■ Extrait fourni:
********************
A l’initiative de l’Université populaire de Marseille, un débat a réuni les lauréats du prix Albert Londres marseillais, en présence d’Hervé Brusini, Président du prix Albert Londres, le 6 mai 2023, dans l’amphi de la Faculté de droit et de science politique sur La Canebière.

La Marseillaise, 4 mai 2023
Accueil – Introduction au débat

Monsieur le Doyen,
Monsieur le Président du Prix Albert-Londres,
Mesdames, Messieurs,

Lorsque l’Université populaire de Marseille (Jean-Pierre Brundu) est venu me parler de rassembler les lauréats marseillais du Prix Albert-Londres pour un débat sur l’avenir de la presse, j’ai immédiatement trouvé l’initiative très forte et très belle.

Nous avons déjà ensemble un partenariat pour des conférences de grande qualité à l’auditorium de la mairie 1-7, un lundi sur deux, avec un public fidèle. Par cet événement, il s’agit à la fois d’élargir le public, et de nourrir la réflexion sur l’évolution de ce « quatrième pouvoir » que représente la presse et les médias dans les démocraties… ou qu’il est censé représenter, dans nos démocraties bien abîmées.

Nous le vivons en ce moment, nos institutions ont bien du mal à réguler les conflits, à répondre à des bouleversements phénoménaux comme le changement climatique, le pouvoir des grandes plateformes numériques, la montée de la violence virtuelle en ligne mais aussi physique, les phénomènes de « bulles de vérité », l’essor des théories du complot d’un côté, mais aussi, d’un autre côté, la difficulté grandissante des pensées critiques à se faire entendre, la suprématie de l’image sur l’écrit, l’irruption de l’intelligence artificielle… ça fait beaucoup…

La rapidité de ces transformations bouscule les temps longs de l’Histoire et de l’évolution humaine, déclenche des réactions identitaires et des crispations sécuritaires, au prix de remises en cause des libertés publiques. Dans le classement annuel de Reporters Sans Frontières, qui existe depuis 2003, la France n’a jamais été bien classée, à une moyenne de la 32ème place, sur 180 pays dans le monde. Cette année, notre pays est remonté de deux places, à la 24ème place mais selon l’ONG, c’est « parce que la situation se dégrade ailleurs », par exemple en Allemagne.

Dans ce moment de grande angoisse, nous devons préserver un temps de réflexion et de recul… avec l’actualité : Et c’est bien le paradoxe du débat d’aujourd’hui.

Les journalistes construisent l’actualité, cette actualité qui nous stresse, qui nous rend de plus en plus amnésique parce que tout événement médiatisé écrase le précédent, comme s’il était toujours le plus grave, le plus important jamais vécu. Mais ce sont aussi des journalistes, en attendant le travail des historiens, qui peuvent nous faire prendre du recul avec cette actualité, grâce à leur travail d’investigation, dans des formats plus longs.
********************
D'après l'extrait, quelle place la France occupe-t-elle cette année dans le classement de Reporters Sans Frontières ? Les données n'ont aucun lien avec l'extrait.

■ Section des données:
********************
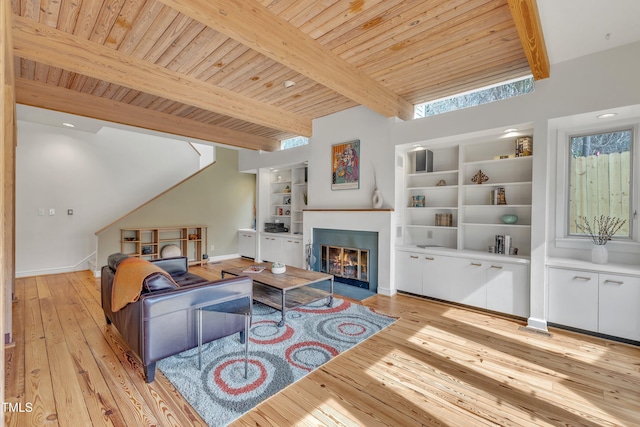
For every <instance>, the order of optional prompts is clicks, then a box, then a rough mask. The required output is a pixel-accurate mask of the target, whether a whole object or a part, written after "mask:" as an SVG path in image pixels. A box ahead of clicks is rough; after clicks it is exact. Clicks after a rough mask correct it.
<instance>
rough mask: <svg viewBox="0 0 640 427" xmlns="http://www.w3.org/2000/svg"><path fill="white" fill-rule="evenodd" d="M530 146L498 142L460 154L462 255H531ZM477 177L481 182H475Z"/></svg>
mask: <svg viewBox="0 0 640 427" xmlns="http://www.w3.org/2000/svg"><path fill="white" fill-rule="evenodd" d="M532 141H533V140H532V138H531V137H530V136H525V137H518V138H496V139H495V140H488V141H482V142H478V143H471V144H467V145H464V147H463V148H462V159H461V171H462V176H463V177H464V178H463V180H464V184H463V185H462V192H461V201H460V202H461V211H462V212H461V217H462V221H461V227H462V236H463V238H462V241H461V245H460V247H461V248H462V249H470V250H477V251H486V252H492V253H499V254H505V255H515V254H518V255H521V256H529V255H530V254H531V193H532V191H531V190H532V169H533V155H532V154H533V151H532V150H533V146H532ZM479 171H482V173H483V174H484V175H485V176H486V179H484V180H482V181H481V182H478V180H475V181H474V180H473V178H474V177H475V176H476V175H477V174H478V172H479ZM505 239H506V240H507V241H508V242H509V243H510V245H509V246H508V247H506V248H505V242H504V240H505ZM498 247H500V251H499V250H498ZM510 249H511V251H510Z"/></svg>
********************
■ Réponse au problème: La 24ème place sur 180 pays.